## Given text

[start]

A sea change in storage industry thinking is occurring: storage networks are now seen as slowing down access to data. The PCIe flash DAS hare beats SAN and NAS tortoises every day of the week. We can call PCIe flash "storage memory" if we wish, but it's basically very fast direct-access storage, a closely-coupled data bucket. …
CPU cycles as the most precious data centre resource...
"Virtualised multi-core, multi-threaded servers are impatient. They want data for the apps in their virtual machine instantly. It's odd; now that CPU cycles are cheaper than ever before, they are treated as the most precious resource in the data centre."
Rarely have a seen a case of missing the point more thoroughly than this quote. It's not that people are worried about "wasting" cheap CPU. It's that latency time on disk I/O has failed to keep up with processors. In consequence, for many applications, the application is bottlenecked by the storage. I know of many apps which spend 90% or more of their time I/O bound. So the issue is not "wasting" CPU time, but simply not getting through workloads fast enough or giving quick enough end-user response times. It's not the CPU time that's being seen as precious, but the poor end user who's sitting in a call centre with an impatient customer.
As for some sort of direct-access memory storage model over PCIe being faster, then of course. But just how relevant is that to most large real-world apps. Firstly it's an extremely good idea to establish a clear distinction between persistent storage and volatile working space. For this you need clear and controlled access methods with controlled APIs that can provide for security, protection from rogue apps, clean restart points, data sharing and much else. Those APIs can be at various levels - blocks, files, database etc. but exist they must. Those are also ideal points to establish shared access models and are hence ideal break points for network access (as anybody whose worked on large application architectures can agree).

[end]

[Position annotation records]
[start]

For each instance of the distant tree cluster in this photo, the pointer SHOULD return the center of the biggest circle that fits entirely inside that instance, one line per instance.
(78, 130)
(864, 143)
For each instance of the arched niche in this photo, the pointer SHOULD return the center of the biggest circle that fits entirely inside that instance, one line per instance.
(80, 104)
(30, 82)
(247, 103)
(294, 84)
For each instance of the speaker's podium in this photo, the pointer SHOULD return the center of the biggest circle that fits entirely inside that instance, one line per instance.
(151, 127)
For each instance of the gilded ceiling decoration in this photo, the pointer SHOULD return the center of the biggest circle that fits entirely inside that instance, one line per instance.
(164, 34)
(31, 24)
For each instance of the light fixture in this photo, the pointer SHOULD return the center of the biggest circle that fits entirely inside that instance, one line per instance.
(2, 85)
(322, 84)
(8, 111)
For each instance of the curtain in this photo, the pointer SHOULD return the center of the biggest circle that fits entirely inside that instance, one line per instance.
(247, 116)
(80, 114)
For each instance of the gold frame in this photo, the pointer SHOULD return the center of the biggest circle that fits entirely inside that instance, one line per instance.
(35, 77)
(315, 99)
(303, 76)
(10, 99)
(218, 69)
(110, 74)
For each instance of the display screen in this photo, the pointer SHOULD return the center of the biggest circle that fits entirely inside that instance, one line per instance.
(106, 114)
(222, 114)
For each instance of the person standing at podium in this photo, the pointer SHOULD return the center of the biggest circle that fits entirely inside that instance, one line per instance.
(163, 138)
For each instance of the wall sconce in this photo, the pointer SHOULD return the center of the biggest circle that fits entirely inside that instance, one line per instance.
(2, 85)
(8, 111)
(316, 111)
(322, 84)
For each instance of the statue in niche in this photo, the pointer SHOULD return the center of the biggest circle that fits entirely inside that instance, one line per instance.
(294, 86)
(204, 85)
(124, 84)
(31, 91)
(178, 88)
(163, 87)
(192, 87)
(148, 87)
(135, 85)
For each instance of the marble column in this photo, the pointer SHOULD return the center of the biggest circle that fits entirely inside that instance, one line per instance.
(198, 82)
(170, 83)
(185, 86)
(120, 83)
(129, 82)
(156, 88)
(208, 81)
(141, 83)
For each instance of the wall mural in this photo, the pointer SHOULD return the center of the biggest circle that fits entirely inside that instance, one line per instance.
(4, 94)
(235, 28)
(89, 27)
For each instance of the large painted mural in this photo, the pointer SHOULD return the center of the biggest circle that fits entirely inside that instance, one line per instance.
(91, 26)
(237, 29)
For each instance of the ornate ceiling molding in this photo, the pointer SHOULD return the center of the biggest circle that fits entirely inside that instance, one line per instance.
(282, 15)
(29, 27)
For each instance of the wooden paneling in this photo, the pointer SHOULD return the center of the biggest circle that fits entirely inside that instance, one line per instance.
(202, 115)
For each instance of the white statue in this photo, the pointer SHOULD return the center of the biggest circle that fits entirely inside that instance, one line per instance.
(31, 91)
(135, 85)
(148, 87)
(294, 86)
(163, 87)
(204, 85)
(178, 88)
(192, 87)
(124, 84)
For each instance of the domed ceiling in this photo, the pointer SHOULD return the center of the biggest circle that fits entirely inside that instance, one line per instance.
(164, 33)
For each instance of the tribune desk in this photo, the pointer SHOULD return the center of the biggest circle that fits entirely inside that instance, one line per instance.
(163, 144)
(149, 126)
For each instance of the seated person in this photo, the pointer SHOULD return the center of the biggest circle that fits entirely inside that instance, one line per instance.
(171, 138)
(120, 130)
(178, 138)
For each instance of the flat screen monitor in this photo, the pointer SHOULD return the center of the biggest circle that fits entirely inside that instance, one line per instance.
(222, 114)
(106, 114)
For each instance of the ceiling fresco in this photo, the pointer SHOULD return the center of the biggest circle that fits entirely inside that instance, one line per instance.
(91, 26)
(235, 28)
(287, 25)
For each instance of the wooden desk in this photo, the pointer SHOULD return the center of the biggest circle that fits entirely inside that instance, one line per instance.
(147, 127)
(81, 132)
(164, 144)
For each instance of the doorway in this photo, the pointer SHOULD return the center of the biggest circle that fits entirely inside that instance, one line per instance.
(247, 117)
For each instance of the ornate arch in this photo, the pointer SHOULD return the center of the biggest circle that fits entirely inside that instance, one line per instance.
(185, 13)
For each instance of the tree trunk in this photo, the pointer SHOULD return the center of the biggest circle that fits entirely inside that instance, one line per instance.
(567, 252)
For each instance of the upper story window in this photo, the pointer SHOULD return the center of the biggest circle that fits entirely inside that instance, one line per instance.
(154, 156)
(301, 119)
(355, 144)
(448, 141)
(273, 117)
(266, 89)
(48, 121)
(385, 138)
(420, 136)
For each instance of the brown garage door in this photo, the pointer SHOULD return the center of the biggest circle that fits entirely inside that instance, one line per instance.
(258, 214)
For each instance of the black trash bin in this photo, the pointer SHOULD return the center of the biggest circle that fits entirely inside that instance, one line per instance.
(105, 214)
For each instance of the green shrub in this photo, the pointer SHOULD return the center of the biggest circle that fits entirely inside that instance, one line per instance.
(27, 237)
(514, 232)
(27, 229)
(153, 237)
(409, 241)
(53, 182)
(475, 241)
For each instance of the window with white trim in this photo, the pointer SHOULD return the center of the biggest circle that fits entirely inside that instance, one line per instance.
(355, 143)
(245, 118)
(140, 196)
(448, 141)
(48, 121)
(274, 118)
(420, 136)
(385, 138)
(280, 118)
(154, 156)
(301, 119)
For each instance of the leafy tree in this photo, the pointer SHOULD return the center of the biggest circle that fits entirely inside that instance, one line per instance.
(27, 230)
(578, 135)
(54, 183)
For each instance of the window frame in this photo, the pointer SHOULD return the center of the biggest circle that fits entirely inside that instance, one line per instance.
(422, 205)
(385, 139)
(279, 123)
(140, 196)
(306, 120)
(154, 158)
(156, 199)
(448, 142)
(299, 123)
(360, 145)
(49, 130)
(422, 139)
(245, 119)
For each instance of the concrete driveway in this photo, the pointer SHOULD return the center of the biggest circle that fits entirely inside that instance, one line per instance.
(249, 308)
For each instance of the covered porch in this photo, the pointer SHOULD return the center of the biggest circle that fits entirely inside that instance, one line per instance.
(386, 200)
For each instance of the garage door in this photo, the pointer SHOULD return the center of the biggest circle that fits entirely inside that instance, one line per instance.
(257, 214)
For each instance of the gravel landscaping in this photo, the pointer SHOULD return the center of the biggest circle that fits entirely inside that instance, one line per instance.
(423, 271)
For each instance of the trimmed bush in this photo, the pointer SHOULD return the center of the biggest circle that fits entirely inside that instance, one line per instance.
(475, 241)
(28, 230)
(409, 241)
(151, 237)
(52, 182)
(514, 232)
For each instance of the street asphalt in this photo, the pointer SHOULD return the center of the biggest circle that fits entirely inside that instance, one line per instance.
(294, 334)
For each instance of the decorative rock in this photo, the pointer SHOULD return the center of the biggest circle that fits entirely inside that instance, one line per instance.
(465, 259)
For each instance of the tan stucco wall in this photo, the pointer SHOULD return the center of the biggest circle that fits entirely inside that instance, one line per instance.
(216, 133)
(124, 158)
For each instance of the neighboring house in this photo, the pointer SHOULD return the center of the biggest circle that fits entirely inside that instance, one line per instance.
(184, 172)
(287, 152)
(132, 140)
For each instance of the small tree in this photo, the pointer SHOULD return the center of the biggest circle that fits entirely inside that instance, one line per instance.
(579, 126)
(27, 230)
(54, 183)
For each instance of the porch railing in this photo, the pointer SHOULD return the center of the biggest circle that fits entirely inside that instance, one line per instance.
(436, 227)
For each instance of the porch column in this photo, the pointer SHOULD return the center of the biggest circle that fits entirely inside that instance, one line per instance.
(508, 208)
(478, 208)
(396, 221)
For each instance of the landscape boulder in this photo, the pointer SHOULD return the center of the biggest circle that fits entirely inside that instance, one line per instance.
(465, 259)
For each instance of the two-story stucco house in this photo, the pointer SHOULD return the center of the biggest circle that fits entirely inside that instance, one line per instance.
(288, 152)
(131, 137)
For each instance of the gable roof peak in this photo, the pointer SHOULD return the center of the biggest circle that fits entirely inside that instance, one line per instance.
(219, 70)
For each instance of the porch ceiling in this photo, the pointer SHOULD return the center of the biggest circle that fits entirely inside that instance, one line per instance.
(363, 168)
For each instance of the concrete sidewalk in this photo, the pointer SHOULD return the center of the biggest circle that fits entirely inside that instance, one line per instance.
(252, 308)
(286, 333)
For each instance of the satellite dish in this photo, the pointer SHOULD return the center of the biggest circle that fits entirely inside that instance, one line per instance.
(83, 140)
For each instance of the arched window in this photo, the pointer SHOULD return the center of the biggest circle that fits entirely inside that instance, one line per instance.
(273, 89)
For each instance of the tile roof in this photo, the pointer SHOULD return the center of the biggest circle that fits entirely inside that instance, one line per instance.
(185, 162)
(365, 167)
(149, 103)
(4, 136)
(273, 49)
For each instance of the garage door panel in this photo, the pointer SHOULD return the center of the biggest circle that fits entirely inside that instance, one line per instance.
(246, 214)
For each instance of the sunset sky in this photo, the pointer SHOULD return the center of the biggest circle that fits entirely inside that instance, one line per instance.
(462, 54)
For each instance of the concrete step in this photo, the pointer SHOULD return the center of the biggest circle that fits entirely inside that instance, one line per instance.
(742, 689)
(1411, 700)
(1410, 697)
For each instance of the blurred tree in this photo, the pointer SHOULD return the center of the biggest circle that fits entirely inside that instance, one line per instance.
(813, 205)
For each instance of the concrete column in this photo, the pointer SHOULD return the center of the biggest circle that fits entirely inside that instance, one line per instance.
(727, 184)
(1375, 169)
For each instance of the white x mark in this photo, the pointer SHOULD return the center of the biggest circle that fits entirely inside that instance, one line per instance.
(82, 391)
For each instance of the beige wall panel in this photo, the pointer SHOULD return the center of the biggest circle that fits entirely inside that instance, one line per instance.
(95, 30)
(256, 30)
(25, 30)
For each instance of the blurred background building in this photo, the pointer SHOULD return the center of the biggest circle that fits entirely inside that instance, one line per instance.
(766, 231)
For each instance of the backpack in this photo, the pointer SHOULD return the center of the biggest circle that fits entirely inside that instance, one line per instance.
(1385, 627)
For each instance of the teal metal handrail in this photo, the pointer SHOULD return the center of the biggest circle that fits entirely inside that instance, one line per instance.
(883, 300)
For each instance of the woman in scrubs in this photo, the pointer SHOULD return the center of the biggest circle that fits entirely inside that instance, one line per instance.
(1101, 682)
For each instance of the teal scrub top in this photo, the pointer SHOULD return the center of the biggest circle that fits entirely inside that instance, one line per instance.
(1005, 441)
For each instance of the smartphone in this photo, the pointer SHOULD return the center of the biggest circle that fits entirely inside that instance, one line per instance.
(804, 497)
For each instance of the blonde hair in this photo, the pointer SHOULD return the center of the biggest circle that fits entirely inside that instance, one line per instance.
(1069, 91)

[end]

## Written task
Please copy the stretch of the storage commentary from "A sea change" through "data centre resource...". These entries have no connection to the storage commentary.

## Response below
A sea change in storage industry thinking is occurring: storage networks are now seen as slowing down access to data. The PCIe flash DAS hare beats SAN and NAS tortoises every day of the week. We can call PCIe flash "storage memory" if we wish, but it's basically very fast direct-access storage, a closely-coupled data bucket. …
CPU cycles as the most precious data centre resource...